▸ **DATA FOR THIS EXERCISE**:

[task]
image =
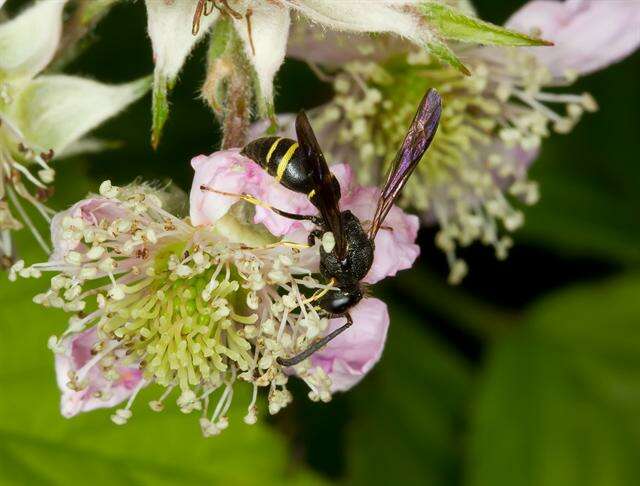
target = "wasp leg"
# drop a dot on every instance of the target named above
(311, 239)
(253, 200)
(317, 345)
(289, 244)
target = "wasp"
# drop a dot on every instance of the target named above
(301, 167)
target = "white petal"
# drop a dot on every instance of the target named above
(54, 111)
(170, 23)
(29, 41)
(588, 34)
(265, 42)
(397, 17)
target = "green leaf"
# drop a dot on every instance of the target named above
(56, 111)
(444, 54)
(453, 24)
(29, 41)
(409, 411)
(39, 446)
(559, 402)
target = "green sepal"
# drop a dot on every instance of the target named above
(159, 107)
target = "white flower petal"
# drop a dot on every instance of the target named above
(29, 41)
(170, 23)
(265, 42)
(54, 111)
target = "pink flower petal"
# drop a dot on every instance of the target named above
(76, 354)
(589, 35)
(227, 171)
(350, 356)
(92, 210)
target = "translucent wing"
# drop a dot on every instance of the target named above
(325, 199)
(416, 142)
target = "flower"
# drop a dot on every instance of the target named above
(350, 356)
(492, 123)
(202, 303)
(395, 248)
(42, 117)
(255, 33)
(91, 373)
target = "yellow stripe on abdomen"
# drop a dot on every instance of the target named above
(284, 161)
(271, 150)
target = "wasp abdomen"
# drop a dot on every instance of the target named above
(282, 158)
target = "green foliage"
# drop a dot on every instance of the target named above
(410, 413)
(455, 25)
(39, 446)
(159, 108)
(559, 401)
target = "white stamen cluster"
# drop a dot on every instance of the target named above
(471, 173)
(191, 307)
(25, 177)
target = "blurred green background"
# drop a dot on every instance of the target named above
(526, 374)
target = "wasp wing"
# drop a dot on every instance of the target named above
(416, 142)
(325, 198)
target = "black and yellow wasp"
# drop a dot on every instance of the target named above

▸ **EXERCISE DIRECTIONS**:
Transcribe the material exactly, and leave out whatever pictures it holds.

▸ **PROBLEM SOLUTION**:
[task]
image =
target = "wasp leg"
# drop a dot on every instance of the target named above
(311, 239)
(253, 200)
(317, 345)
(289, 244)
target = "wasp"
# drop a dot on every instance of the target named above
(301, 167)
target = "white petal"
# drop a dot on every instance of the target named above
(54, 111)
(170, 23)
(29, 41)
(588, 34)
(265, 42)
(397, 17)
target = "green leaf"
# drop a dot on every instance of the target named above
(56, 111)
(444, 54)
(453, 24)
(29, 41)
(409, 411)
(39, 446)
(559, 402)
target = "green sepal"
# drop a dot on every instance of the target named above
(159, 107)
target = "white flower petal"
# drop a dot on every instance of the target named above
(29, 41)
(170, 23)
(265, 42)
(54, 111)
target = "pink flower petal"
# drop a dot on every instance of the target named above
(76, 354)
(589, 35)
(227, 171)
(350, 356)
(92, 210)
target = "translucent wing"
# drop a dot on every instance of the target named above
(325, 199)
(416, 142)
target = "flower"
# drop a dot on every instance of the target named above
(350, 356)
(492, 123)
(202, 303)
(395, 248)
(42, 117)
(255, 33)
(91, 373)
target = "yellow stripe on abdomen"
# drop a dot on every instance of the target named above
(284, 161)
(271, 150)
target = "wasp abdomen"
# drop a dot on every instance of the target named above
(282, 158)
target = "green foliage"
# drop a dot on every instance of the target named above
(410, 413)
(455, 25)
(39, 446)
(159, 108)
(559, 401)
target = "white stamen cluster"
# drop a dot on every instance of the target named above
(471, 173)
(191, 307)
(25, 177)
target = "blurred green background"
# drop a dot on every instance of the target named above
(526, 374)
target = "wasp wing"
# drop a dot on every instance of the target named above
(416, 142)
(325, 198)
target = "black and yellow wasp"
# drop a dot on every instance of the target named above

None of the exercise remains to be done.